Requirement | Scan the data below and copy each line where "girl" occurs.

(Source records)
═══

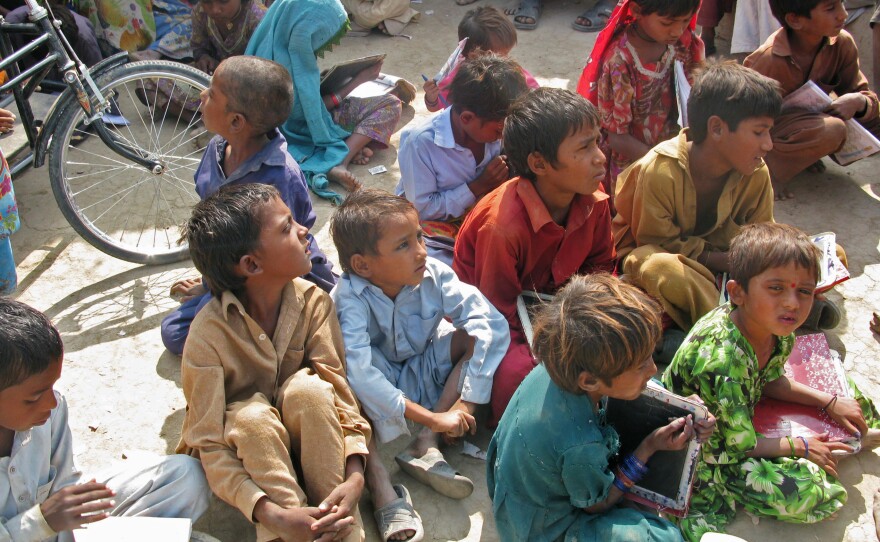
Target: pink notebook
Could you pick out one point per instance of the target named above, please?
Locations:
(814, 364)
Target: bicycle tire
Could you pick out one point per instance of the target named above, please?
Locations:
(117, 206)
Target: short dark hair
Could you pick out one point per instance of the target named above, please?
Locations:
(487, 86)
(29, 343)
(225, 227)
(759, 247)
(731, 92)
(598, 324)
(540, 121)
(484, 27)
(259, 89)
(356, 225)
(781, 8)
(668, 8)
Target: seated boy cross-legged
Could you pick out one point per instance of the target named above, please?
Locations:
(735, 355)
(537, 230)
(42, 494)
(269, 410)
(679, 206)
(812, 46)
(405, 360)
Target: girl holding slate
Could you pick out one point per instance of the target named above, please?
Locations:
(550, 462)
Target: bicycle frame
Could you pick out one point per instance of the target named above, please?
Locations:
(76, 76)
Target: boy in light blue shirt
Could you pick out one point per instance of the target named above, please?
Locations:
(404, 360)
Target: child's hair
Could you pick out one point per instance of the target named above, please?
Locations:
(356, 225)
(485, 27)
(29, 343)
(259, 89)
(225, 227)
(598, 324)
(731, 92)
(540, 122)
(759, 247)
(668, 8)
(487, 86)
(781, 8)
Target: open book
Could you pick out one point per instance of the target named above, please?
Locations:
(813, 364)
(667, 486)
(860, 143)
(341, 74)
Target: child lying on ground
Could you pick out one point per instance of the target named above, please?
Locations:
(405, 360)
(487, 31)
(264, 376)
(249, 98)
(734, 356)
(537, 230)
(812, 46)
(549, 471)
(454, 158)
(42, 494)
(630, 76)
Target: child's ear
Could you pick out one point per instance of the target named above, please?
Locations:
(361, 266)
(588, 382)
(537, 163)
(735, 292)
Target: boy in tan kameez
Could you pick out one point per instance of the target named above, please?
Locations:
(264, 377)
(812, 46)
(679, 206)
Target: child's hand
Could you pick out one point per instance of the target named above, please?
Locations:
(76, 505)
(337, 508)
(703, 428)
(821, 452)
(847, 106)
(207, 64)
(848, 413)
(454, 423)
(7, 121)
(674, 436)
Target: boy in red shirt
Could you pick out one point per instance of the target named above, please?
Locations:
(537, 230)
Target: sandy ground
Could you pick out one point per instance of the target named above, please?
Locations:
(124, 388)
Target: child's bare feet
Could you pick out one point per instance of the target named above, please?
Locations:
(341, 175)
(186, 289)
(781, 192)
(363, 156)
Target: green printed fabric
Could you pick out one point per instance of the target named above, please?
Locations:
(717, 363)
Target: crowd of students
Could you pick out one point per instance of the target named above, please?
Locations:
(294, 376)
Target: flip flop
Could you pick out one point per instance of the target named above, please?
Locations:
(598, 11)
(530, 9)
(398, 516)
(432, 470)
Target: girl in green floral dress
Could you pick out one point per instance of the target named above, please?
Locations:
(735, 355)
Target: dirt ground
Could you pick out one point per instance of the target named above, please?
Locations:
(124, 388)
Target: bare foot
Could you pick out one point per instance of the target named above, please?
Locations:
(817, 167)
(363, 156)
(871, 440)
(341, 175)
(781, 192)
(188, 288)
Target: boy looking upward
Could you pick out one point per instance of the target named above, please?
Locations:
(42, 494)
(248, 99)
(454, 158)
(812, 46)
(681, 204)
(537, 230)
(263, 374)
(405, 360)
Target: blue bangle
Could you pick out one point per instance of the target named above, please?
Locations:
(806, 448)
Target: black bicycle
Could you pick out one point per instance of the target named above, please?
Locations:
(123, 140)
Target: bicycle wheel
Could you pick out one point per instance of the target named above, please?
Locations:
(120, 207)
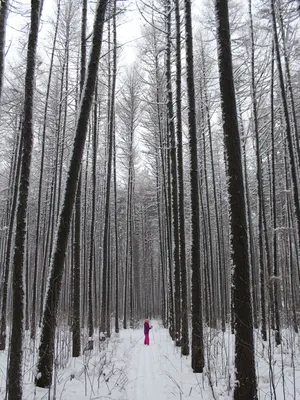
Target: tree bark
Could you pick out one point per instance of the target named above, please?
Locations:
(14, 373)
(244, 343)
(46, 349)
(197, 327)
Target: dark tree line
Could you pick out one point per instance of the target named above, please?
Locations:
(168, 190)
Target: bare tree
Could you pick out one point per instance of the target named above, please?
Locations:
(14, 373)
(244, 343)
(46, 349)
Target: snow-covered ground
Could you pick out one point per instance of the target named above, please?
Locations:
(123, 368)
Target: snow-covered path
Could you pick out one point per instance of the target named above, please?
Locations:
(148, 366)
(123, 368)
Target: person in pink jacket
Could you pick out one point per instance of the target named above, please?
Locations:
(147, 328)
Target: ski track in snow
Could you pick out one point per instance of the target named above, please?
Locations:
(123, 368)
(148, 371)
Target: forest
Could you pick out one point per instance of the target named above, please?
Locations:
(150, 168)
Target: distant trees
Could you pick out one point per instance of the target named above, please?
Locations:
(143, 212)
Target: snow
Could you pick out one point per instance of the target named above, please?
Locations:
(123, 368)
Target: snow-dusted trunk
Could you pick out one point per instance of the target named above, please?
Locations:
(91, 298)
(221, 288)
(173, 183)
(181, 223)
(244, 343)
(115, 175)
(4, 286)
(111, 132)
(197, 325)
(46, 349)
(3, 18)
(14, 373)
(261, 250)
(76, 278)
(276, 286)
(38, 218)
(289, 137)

═══

Solution to this exercise |
Target: girl holding slate
Target: girl in green floral dress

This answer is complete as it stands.